Direction: Copy the records word for word, starting at the line that contains "Where can you see the green foliage" and continuing through the final line of the records.

BEGIN

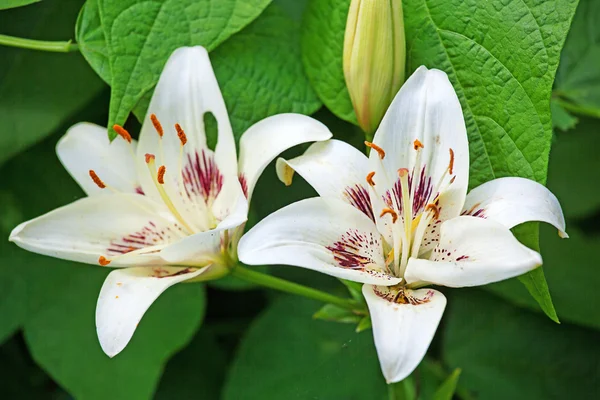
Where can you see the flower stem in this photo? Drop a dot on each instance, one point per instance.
(57, 47)
(403, 390)
(291, 287)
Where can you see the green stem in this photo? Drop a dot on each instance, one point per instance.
(290, 287)
(58, 47)
(403, 390)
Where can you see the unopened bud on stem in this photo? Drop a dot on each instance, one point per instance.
(374, 58)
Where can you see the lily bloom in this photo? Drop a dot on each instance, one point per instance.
(401, 220)
(168, 208)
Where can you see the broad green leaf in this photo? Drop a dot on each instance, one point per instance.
(331, 312)
(287, 355)
(140, 36)
(577, 85)
(323, 29)
(504, 89)
(40, 90)
(60, 298)
(6, 4)
(446, 391)
(507, 353)
(570, 265)
(196, 372)
(260, 71)
(561, 118)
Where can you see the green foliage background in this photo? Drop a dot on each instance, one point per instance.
(231, 340)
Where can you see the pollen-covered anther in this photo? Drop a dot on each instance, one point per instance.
(157, 125)
(122, 132)
(103, 261)
(97, 179)
(161, 174)
(378, 149)
(393, 213)
(433, 208)
(149, 158)
(181, 134)
(370, 178)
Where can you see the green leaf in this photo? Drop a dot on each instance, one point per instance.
(6, 4)
(323, 28)
(578, 79)
(504, 89)
(507, 353)
(39, 91)
(260, 72)
(330, 312)
(286, 354)
(140, 36)
(196, 372)
(56, 301)
(570, 265)
(62, 339)
(446, 391)
(561, 118)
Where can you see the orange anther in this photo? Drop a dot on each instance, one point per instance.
(161, 174)
(391, 212)
(378, 149)
(122, 132)
(157, 125)
(370, 178)
(434, 208)
(103, 261)
(96, 179)
(181, 134)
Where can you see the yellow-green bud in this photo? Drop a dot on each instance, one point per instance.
(374, 58)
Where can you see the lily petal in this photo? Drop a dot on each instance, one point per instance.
(473, 251)
(403, 332)
(322, 234)
(186, 90)
(335, 169)
(86, 147)
(268, 138)
(125, 228)
(424, 132)
(513, 201)
(126, 295)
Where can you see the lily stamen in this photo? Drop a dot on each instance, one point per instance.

END

Full answer:
Where can you see the green foliage background in this photo? Drop a dot on each instance, one point per instance.
(231, 340)
Where can you see the pollen-covered anther in this photo? Drop a dot on each instance, one point per instance.
(157, 125)
(122, 132)
(103, 261)
(97, 179)
(161, 174)
(378, 149)
(393, 213)
(433, 208)
(149, 158)
(181, 134)
(370, 178)
Where can you see the green leaf in this photo? Drop a dot on each instance, one point per instance.
(6, 4)
(323, 28)
(578, 79)
(504, 89)
(507, 353)
(39, 91)
(260, 72)
(330, 312)
(286, 354)
(140, 36)
(196, 372)
(56, 301)
(570, 265)
(62, 339)
(446, 391)
(561, 118)
Where can you see the orange anther in this photo? Drop a dot on each instance, one point per instance.
(161, 174)
(391, 212)
(378, 149)
(122, 132)
(157, 125)
(370, 178)
(434, 208)
(103, 261)
(96, 179)
(181, 134)
Where can you see the yellow-green bud in this photo? Drop a dot on each instance, one point per instance.
(374, 58)
Where can you see the lily petal in this photo? Drop a dot on each instance, one point per instance.
(473, 251)
(403, 332)
(322, 234)
(186, 90)
(335, 169)
(86, 147)
(268, 138)
(125, 228)
(424, 132)
(513, 201)
(126, 295)
Where can you see the lily stamen in this photo? Drop a dot on each instance, one point per instance.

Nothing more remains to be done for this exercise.